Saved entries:
• • •
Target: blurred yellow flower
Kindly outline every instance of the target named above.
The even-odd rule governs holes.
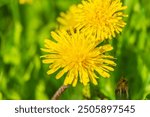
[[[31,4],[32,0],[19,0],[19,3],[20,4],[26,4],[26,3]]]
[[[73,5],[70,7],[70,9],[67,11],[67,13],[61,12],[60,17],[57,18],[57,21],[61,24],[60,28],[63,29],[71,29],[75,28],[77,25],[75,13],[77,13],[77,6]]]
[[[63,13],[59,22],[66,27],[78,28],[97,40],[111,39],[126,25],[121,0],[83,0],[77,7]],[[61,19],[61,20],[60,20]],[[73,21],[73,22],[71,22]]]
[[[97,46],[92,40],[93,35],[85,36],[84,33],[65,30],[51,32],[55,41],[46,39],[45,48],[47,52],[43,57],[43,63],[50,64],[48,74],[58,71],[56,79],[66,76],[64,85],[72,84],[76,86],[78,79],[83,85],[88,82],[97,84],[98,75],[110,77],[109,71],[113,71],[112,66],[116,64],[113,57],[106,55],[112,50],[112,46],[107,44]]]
• • •
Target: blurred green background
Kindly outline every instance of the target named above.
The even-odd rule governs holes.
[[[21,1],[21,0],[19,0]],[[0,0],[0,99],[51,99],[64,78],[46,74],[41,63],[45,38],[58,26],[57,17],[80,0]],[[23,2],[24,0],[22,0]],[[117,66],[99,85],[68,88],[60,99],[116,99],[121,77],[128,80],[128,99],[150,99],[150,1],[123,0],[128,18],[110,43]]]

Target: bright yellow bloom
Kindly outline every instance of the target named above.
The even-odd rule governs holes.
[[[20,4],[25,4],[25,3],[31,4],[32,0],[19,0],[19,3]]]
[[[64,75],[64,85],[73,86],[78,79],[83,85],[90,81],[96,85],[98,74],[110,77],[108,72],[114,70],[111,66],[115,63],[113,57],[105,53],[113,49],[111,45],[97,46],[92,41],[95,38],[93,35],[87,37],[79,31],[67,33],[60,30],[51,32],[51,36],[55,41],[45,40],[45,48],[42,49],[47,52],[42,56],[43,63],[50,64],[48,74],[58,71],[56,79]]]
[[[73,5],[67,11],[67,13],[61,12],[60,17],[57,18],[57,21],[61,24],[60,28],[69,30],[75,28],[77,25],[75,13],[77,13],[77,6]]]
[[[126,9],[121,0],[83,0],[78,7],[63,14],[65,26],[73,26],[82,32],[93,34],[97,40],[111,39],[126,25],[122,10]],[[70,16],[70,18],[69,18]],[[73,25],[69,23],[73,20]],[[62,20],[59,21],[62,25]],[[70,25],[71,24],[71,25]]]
• • •
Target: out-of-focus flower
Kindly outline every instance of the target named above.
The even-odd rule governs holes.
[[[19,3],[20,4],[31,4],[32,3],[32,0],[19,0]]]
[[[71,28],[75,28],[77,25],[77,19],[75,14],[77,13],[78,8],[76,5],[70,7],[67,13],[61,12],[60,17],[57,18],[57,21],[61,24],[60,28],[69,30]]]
• • •
▶ [Exercise prompt]: Could you return all lines from the records that include the word "flower"?

▶ [The completed task]:
Target: blurred yellow flower
Target: out-of-focus flower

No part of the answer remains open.